Short problem>
Could you reproduce every item below line for line, character for character, leaving out the pictures?
══ Records
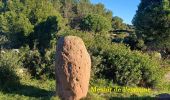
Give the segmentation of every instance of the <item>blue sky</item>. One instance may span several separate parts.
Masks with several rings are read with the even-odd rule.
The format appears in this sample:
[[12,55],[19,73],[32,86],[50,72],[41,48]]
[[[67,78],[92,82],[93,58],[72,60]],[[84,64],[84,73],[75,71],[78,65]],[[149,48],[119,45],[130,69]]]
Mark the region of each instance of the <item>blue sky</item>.
[[119,16],[124,23],[131,24],[140,0],[91,0],[92,3],[102,3],[113,12],[113,16]]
════
Solution to the problem>
Give the segmentation of every instance of the <item>blue sky</item>. One instance may span several separate parts.
Masks with several rings are read with the even-odd rule.
The format appears in this sample:
[[12,55],[19,73],[32,86],[50,72],[41,48]]
[[[67,78],[92,82],[93,58],[72,60]],[[84,64],[84,73],[75,71],[78,65]],[[149,48],[119,45],[130,69]]]
Mark the region of each instance of the <item>blue sky</item>.
[[119,16],[124,23],[131,24],[140,0],[91,0],[92,3],[102,3],[113,12],[113,16]]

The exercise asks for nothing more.